Count the rows below that contain the string "water", treating uppercase and lowercase letters as different, and give only the number.

[Dataset excerpt]:
START

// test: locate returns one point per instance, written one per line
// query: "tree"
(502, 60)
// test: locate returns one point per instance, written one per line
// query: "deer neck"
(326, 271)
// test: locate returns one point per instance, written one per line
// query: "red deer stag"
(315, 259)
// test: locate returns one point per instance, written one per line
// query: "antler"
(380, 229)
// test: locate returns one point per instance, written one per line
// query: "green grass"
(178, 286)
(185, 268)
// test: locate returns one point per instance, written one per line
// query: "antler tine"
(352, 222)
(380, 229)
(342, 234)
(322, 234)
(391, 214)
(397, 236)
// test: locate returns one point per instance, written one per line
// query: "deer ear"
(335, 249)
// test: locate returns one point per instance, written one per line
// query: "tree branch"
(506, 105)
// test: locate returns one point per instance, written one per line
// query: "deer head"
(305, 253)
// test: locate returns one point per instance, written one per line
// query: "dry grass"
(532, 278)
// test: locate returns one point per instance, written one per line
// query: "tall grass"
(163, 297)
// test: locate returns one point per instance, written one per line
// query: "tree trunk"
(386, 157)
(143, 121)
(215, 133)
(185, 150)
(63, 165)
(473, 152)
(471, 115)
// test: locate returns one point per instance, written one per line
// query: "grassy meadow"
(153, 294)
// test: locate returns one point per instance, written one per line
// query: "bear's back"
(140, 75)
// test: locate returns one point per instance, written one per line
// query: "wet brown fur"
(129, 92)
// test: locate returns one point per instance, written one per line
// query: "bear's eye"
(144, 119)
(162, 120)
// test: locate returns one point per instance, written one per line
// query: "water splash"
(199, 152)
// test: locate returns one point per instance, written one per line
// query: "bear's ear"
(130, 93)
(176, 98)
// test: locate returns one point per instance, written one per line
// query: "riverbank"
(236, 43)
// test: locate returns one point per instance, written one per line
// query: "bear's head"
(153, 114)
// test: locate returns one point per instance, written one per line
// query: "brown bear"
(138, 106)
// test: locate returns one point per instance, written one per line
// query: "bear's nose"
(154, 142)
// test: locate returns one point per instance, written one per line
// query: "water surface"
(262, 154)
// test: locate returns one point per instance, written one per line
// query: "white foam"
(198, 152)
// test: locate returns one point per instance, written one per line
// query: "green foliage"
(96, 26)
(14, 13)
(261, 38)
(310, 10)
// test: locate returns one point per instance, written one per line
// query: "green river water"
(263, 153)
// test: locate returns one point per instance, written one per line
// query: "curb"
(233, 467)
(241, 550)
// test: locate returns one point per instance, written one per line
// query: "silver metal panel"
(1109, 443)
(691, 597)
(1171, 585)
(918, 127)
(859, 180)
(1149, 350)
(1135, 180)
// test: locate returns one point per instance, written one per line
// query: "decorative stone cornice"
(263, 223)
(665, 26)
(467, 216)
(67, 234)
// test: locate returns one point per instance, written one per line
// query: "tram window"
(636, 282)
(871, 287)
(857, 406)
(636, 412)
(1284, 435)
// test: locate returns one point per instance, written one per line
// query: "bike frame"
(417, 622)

END

[Task answer]:
3